**Provided information:**
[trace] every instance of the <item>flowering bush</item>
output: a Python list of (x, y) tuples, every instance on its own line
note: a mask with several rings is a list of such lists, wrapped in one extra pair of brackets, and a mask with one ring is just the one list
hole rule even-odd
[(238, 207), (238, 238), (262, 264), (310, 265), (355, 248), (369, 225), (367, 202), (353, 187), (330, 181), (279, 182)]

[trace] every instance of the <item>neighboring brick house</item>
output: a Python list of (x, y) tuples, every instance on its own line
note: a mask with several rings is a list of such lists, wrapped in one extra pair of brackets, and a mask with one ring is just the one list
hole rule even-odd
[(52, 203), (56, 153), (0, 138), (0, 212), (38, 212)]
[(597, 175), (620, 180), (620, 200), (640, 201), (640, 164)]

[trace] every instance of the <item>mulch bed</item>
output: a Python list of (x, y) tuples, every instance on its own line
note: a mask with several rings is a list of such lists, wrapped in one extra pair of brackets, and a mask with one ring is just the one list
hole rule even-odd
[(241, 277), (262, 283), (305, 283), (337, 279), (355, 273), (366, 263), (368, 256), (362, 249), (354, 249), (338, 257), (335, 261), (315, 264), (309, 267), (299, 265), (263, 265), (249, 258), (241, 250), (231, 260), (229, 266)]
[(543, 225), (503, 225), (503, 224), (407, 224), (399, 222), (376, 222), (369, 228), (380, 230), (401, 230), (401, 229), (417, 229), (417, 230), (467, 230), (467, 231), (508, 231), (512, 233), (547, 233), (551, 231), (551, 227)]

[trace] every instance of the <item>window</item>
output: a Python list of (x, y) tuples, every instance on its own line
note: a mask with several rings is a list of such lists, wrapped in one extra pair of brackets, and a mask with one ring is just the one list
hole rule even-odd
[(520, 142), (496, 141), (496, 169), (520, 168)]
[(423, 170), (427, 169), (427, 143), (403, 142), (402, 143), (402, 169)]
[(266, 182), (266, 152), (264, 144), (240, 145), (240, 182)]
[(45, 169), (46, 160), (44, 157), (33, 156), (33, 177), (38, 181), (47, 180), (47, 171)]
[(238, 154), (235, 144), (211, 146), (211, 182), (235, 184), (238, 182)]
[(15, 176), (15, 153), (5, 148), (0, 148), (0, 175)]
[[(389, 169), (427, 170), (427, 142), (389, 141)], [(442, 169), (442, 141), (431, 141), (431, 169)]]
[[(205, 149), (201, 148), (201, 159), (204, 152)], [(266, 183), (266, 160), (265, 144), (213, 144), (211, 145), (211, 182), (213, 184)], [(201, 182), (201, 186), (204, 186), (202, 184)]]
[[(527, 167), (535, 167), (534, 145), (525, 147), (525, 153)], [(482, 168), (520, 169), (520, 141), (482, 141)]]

**What you will do:** Your task is to reproduce the full listing exactly.

**Solution to the exercise:**
[trace] every instance of the <item>flowering bush</item>
output: a Python list of (x, y) tuples, every instance on its own line
note: a mask with several rings is a list of such lists, wrapped in one extra pair of brackets, and a mask with one ring is just the one list
hole rule even-odd
[(238, 207), (238, 238), (262, 264), (310, 265), (355, 248), (369, 225), (367, 202), (353, 187), (330, 181), (279, 182)]

[trace] every instance of the <item>neighboring brick house</item>
output: a Python list of (x, y) tuples, every instance on its own line
note: a mask with several rings is a list of such lists, wrapped in one extra pair of brackets, and a mask with one ring is just the one list
hole rule even-odd
[(52, 203), (56, 153), (0, 138), (0, 212), (38, 212)]
[(597, 175), (620, 180), (620, 200), (640, 201), (640, 164)]

[trace] every instance of the <item>mulch bed</item>
output: a Python list of (x, y) tuples, every instance on its own line
note: a mask with several rings is a list of such lists, wrapped in one extra pair of brackets, and a mask with one ring is just the one list
hole rule even-odd
[(241, 277), (262, 283), (305, 283), (337, 279), (355, 273), (366, 263), (368, 256), (362, 249), (354, 249), (338, 257), (335, 261), (315, 264), (309, 267), (299, 265), (263, 265), (249, 258), (241, 250), (231, 260), (229, 266)]
[(543, 225), (503, 225), (503, 224), (407, 224), (399, 222), (376, 222), (369, 228), (380, 230), (401, 230), (401, 229), (417, 229), (417, 230), (467, 230), (467, 231), (508, 231), (512, 233), (547, 233), (551, 231), (551, 227)]

[trace] every instance of the <item>window</item>
output: a Python list of (x, y) tuples, every instance on its own line
note: a mask with several rings is a list of such lists, wrapped in one extra pair of brackets, and a mask with one ring is just the one list
hole rule even-odd
[(520, 142), (496, 141), (496, 169), (520, 168)]
[(423, 170), (427, 169), (427, 143), (403, 142), (402, 143), (402, 169)]
[(266, 182), (266, 152), (264, 144), (240, 145), (240, 182)]
[(45, 169), (46, 160), (44, 157), (33, 156), (33, 177), (38, 181), (47, 180), (47, 171)]
[(238, 154), (235, 144), (211, 146), (211, 182), (235, 184), (238, 182)]
[(15, 176), (15, 153), (5, 148), (0, 148), (0, 175)]
[[(389, 169), (427, 170), (427, 142), (389, 141)], [(442, 169), (442, 141), (431, 141), (431, 169)]]
[[(205, 149), (201, 148), (201, 159), (204, 152)], [(266, 183), (266, 160), (265, 144), (213, 144), (211, 145), (211, 182), (213, 184)], [(201, 182), (201, 186), (204, 186), (202, 184)]]
[[(527, 167), (535, 167), (534, 145), (525, 147), (525, 153)], [(482, 168), (520, 169), (520, 141), (482, 141)]]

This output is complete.